| Job 1 |
In the repair design notes, which repair tier is the only one that can be promised to be non-destructive?
| Job 2 |
Update the entries from their start through the line containing "[339,170,485,332]", replacing "Task description" with "Instruction" and changing nothing else. Return only those lines.

| Extract provided |
_ _ _
Repair runs inside the KVM guest, consistent with every other mutating operation (resize / commit / snapshot all mutate the live image via the write_*_sector call-table primitives). No new trust boundary is introduced.
A corrupt fixture that qemu-img check -r can repair is repaired byte-equivalently (or at minimum to a state qemu-img check declares clean) by instar, verified in integration tests and differential fuzzing.
The repair mutators reuse src/crates/snapshot/'s primitives wherever possible; any genuinely new pure logic lands in a repair module (a src/crates/check/ planner crate, or a repair submodule of an existing crate — open question 1).
No regression to the existing reporting path: instar check with no --repair flag is byte-identical in output and exit code.

Design overview: the repair safety model¶

The single most important design decision in this plan is the safety model, because a buggy repair does not fail loudly — it silently corrupts an image the user explicitly asked us to fix. "Force the user to take a backup first" is the blunt framing and we reject it, for three reasons: qemu-img check -r does not do it (parity is instar's whole purpose); mandating a full copy of a potentially terabyte-scale image to reclaim a few leaked clusters is absurd UX; and in-place mutation is the established house style for every instar mutating op. Instead, safety comes from five concrete properties:

1. Tiering: safe vs lossy, mirroring qemu¶

Tier	Flag	Operations	Reversibility
Safe	`leaks`	Decrement refcount of allocated-but-unreferenced clusters to 0	Lossless — only frees space provably referenced by nothing
Lossy	`all`	Rebuild refcount structures, reconcile COPIED flags, clear `corrupt` bit	Potentially lossy — resolves ambiguity; a wrong guess discards a reference

leaks is the only tier we can promise is non-destructive. It is the conservative default the documentation steers users toward. all is opt-in and carries an explicit warning in --help and docs.

2. Dry-run is already the default — and it is free¶

Plain instar check (no --repair) is the dry run: it walks the image and reports every finding without writing a byte. Users preview exactly what repair would target before opting in. We do not need a separate --dry-run flag; the absence of --repair is the dry run, matching qemu.

3. In-place mutation, no mandatory backup¶

Repair patches the live file through write_input_sector / write_output_sector, exactly as resize/commit/snapshot do. We do not copy, stage-to-temp-then-rename, or force a .bak. The docs note that all is destructive and recommend (not require) a backup for valuable images — the same posture as qemu-img.

4. Crash-safe write ordering, guarded by the `corrupt` bit¶

This is the property that actually protects the user, and the one a backup cannot provide. If the guest dies mid-repair the image must not be left worse. The discipline applies to the lossy all tier (phase 5), whose structural rewrites can leave mid-flight inconsistency:

Set the header corrupt bit (incompatible feature bit 1) before the first structural write, so an interrupted repair leaves an image that refuses to open read-write until re-repaired, rather than one that silently mis-reads.
Write new/rebuilt refcount blocks before repointing the refcount table at them; fsync between ordering-critical phases (the snapshot work added fsync_input to the call table — repair reuses it).
Clear the corrupt bit last, only after a final in-guest re-validation pass reports zero corruptions/refcount errors.
_ _ _
| Items |

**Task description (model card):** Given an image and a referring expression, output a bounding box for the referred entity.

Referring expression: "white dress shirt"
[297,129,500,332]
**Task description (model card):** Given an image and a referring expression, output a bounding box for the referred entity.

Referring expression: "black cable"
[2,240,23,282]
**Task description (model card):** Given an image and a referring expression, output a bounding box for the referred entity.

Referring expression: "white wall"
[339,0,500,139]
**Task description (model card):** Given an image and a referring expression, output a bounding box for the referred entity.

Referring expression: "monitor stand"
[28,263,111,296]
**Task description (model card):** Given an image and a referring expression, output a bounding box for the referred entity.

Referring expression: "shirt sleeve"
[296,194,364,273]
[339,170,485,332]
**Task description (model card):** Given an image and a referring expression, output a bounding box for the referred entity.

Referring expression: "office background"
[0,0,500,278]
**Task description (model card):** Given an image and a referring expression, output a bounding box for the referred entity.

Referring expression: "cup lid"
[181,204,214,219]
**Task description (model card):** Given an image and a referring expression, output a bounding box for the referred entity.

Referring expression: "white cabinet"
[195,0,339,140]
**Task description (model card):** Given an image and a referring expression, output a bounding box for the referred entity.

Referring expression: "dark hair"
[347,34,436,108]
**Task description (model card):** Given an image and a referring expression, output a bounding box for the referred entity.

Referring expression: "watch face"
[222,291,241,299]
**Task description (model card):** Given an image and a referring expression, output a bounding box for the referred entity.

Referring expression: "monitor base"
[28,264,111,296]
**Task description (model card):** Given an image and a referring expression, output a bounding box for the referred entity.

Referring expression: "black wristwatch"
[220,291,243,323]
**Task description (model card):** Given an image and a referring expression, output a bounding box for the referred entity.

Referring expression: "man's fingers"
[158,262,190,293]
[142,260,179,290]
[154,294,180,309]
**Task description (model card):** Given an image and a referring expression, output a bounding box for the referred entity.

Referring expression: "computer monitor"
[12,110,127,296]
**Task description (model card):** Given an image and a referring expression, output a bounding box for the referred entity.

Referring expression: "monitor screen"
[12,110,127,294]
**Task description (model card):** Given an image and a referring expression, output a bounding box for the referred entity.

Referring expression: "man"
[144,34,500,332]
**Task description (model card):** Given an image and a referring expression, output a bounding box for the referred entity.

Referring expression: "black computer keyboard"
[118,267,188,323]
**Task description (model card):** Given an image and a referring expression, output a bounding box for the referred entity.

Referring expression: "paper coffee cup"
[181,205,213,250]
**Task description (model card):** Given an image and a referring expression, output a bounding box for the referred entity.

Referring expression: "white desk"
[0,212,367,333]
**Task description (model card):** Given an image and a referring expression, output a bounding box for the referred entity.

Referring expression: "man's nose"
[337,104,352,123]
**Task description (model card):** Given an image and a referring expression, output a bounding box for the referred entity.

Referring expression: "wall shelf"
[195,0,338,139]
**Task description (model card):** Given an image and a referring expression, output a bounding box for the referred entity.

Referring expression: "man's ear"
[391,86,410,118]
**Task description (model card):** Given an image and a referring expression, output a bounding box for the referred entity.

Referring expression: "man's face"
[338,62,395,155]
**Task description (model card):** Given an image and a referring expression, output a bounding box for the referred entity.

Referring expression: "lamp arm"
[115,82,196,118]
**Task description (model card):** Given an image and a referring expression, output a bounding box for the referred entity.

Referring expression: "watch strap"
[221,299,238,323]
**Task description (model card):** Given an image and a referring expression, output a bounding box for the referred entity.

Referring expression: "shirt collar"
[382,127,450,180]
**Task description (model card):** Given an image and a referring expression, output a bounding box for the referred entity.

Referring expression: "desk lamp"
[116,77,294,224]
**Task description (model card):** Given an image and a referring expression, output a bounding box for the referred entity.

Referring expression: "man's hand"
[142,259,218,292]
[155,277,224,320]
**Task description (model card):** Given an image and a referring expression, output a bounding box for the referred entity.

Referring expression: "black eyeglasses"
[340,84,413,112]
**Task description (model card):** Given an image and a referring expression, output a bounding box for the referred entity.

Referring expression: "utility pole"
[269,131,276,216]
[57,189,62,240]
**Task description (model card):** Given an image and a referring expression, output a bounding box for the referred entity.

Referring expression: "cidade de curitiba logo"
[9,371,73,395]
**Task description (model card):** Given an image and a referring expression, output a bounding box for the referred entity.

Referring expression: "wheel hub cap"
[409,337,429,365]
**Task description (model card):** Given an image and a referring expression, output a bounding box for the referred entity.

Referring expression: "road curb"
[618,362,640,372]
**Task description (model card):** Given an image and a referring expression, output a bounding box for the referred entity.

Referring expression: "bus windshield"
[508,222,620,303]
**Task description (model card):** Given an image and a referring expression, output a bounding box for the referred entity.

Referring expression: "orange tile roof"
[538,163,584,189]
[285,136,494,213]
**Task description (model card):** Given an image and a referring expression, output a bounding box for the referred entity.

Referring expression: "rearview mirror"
_ _ _
| Written reply 1 |
The `leaks` tier.

| Written reply 2 |
**Instruction (model card):** Given an image and a referring expression, output a bounding box for the referred entity.

Referring expression: "white dress shirt"
[297,129,500,332]
**Instruction (model card):** Given an image and a referring expression, output a bounding box for the referred entity.

Referring expression: "black cable"
[2,240,23,282]
**Instruction (model card):** Given an image and a referring expression, output a bounding box for the referred entity.

Referring expression: "white wall"
[339,0,500,139]
**Instruction (model card):** Given an image and a referring expression, output a bounding box for the referred entity.

Referring expression: "monitor stand"
[28,263,111,296]
**Instruction (model card):** Given an image and a referring expression, output a bounding box for the referred entity.

Referring expression: "shirt sleeve"
[296,194,364,273]
[339,170,485,332]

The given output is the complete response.